__Requirement__. Would you transcribe the line containing "Pinpoint each driver's" and every line after it, through the end of the records below, exactly and with nothing else?

__Records for the task__.
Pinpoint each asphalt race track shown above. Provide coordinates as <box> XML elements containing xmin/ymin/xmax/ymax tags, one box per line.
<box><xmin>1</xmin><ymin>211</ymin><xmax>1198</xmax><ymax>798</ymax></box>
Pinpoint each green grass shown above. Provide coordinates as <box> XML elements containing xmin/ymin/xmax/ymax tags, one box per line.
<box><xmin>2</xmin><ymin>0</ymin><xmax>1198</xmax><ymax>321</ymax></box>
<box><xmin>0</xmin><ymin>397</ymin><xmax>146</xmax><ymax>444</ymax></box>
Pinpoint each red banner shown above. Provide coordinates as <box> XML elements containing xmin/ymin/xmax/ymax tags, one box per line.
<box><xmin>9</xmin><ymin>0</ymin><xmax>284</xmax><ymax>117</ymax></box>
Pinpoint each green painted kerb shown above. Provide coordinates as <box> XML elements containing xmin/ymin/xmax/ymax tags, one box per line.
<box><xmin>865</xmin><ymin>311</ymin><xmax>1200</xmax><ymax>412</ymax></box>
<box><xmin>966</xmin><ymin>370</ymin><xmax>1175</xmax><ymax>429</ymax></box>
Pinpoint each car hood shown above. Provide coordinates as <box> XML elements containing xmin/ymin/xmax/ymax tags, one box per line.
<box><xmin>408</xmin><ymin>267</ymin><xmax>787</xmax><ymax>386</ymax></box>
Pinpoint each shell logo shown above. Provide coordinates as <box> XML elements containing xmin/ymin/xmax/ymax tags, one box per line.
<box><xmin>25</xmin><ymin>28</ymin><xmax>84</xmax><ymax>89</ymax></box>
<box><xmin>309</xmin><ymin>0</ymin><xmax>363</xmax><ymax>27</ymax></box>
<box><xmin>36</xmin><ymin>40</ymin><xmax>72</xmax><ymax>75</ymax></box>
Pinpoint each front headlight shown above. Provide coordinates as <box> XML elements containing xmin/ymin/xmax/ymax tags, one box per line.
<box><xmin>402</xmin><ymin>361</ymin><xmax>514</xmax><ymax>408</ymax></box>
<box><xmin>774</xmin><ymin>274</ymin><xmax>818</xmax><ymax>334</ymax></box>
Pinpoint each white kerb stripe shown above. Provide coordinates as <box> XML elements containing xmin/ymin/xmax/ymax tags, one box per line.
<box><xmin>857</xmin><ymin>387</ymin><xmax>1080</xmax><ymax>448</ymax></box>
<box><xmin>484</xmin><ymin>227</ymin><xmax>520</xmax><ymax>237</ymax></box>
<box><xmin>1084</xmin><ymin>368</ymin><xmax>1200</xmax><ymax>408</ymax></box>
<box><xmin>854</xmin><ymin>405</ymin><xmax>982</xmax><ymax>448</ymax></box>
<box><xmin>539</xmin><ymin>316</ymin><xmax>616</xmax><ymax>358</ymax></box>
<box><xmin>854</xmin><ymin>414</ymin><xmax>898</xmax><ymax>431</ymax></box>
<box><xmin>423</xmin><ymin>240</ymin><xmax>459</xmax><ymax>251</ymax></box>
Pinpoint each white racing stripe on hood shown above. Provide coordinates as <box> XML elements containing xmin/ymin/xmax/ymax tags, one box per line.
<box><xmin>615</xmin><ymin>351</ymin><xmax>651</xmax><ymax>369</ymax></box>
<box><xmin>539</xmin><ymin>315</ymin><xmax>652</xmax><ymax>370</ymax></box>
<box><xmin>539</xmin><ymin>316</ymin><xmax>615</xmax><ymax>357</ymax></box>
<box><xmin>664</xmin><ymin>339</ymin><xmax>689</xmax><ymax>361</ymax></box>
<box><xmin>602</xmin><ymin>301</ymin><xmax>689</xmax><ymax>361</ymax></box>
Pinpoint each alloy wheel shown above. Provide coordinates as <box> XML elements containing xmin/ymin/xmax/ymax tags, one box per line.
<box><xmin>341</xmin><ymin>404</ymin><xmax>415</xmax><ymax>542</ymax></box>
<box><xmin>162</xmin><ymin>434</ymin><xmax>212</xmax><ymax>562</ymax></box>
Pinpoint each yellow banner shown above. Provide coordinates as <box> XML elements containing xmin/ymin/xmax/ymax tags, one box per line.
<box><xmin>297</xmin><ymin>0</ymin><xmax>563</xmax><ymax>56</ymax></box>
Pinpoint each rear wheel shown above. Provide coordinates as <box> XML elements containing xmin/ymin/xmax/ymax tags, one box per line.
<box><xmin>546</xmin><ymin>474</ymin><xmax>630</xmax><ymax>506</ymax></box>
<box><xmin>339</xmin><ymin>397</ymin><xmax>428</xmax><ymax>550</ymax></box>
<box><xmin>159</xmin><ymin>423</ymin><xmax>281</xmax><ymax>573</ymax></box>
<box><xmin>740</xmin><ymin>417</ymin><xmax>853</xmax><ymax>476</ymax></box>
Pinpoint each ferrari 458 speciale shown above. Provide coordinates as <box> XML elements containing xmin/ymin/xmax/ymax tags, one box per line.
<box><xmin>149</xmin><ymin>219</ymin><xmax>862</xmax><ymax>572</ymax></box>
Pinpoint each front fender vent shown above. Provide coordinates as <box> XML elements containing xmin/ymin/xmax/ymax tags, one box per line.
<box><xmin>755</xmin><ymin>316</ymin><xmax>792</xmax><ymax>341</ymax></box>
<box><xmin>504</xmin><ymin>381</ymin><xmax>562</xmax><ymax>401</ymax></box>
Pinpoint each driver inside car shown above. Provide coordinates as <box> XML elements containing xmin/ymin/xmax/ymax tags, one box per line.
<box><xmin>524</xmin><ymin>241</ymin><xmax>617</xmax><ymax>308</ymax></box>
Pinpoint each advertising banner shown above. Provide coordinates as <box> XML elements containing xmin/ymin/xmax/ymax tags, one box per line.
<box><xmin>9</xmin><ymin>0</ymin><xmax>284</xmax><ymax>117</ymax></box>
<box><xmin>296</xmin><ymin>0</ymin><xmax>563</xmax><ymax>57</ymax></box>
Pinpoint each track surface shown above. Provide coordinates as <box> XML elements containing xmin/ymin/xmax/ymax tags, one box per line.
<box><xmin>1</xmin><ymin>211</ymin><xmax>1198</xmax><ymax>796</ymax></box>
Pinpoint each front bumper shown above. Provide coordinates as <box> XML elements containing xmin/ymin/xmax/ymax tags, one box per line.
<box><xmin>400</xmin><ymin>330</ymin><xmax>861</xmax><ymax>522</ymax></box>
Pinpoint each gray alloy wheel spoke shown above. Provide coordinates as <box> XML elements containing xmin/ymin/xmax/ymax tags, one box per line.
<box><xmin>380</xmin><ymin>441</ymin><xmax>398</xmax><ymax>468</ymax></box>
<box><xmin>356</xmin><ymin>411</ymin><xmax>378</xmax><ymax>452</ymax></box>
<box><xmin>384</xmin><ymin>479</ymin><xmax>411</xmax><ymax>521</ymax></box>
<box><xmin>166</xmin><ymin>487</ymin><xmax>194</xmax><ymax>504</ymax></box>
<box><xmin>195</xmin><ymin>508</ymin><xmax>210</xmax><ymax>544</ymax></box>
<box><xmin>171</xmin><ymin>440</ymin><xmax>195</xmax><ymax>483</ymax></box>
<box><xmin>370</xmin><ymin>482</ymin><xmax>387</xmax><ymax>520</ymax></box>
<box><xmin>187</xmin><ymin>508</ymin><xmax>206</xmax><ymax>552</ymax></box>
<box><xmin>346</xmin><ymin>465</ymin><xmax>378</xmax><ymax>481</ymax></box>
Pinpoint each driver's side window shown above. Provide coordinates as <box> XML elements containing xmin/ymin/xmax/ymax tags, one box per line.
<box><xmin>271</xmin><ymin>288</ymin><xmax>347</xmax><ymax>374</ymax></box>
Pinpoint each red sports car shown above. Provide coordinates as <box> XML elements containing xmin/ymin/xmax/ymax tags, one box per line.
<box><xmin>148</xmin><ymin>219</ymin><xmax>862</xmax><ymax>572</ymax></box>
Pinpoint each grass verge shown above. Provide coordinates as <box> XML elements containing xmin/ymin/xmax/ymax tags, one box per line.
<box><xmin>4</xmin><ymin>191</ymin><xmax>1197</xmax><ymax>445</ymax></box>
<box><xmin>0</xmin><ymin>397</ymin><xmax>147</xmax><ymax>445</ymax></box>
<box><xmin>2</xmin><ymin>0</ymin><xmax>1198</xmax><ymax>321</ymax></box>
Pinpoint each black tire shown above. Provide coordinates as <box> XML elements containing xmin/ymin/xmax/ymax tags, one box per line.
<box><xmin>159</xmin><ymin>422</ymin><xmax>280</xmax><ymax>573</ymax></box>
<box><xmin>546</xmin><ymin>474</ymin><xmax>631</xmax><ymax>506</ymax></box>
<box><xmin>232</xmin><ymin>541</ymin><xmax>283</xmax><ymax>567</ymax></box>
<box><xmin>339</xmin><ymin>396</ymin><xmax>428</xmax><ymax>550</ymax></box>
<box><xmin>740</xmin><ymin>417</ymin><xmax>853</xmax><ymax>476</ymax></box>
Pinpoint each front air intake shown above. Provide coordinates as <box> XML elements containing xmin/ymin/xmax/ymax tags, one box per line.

__Solution below__.
Pinpoint each driver's side window shown above. Provide coordinates as <box> XML elements containing xmin/ymin/xmax/ymax tags, one box per line.
<box><xmin>271</xmin><ymin>288</ymin><xmax>347</xmax><ymax>374</ymax></box>
Pinpoint each red sports car shown above. Provide coordinates as <box> XML elements containing xmin/ymin/xmax/ymax tags, one box per line.
<box><xmin>148</xmin><ymin>219</ymin><xmax>862</xmax><ymax>572</ymax></box>
Pinpoint each grass verge shown above. Provide coordinates as <box> XML elements containing xmin/ymin/xmax/ymax tags, one box per line.
<box><xmin>4</xmin><ymin>191</ymin><xmax>1197</xmax><ymax>445</ymax></box>
<box><xmin>0</xmin><ymin>397</ymin><xmax>147</xmax><ymax>445</ymax></box>
<box><xmin>2</xmin><ymin>0</ymin><xmax>1198</xmax><ymax>321</ymax></box>
Pinpoint each black tire shown above. Provide coordinates as <box> XML elements containing xmin/ymin/xmax/ymax tags, one box per line.
<box><xmin>159</xmin><ymin>422</ymin><xmax>280</xmax><ymax>573</ymax></box>
<box><xmin>546</xmin><ymin>474</ymin><xmax>631</xmax><ymax>506</ymax></box>
<box><xmin>232</xmin><ymin>541</ymin><xmax>283</xmax><ymax>567</ymax></box>
<box><xmin>339</xmin><ymin>396</ymin><xmax>428</xmax><ymax>550</ymax></box>
<box><xmin>740</xmin><ymin>417</ymin><xmax>853</xmax><ymax>476</ymax></box>
Pinpoint each front air intake shown above. Provide coordinates as <box> XML elements containing xmin/ymin/xmax/ymax tags, one box per line.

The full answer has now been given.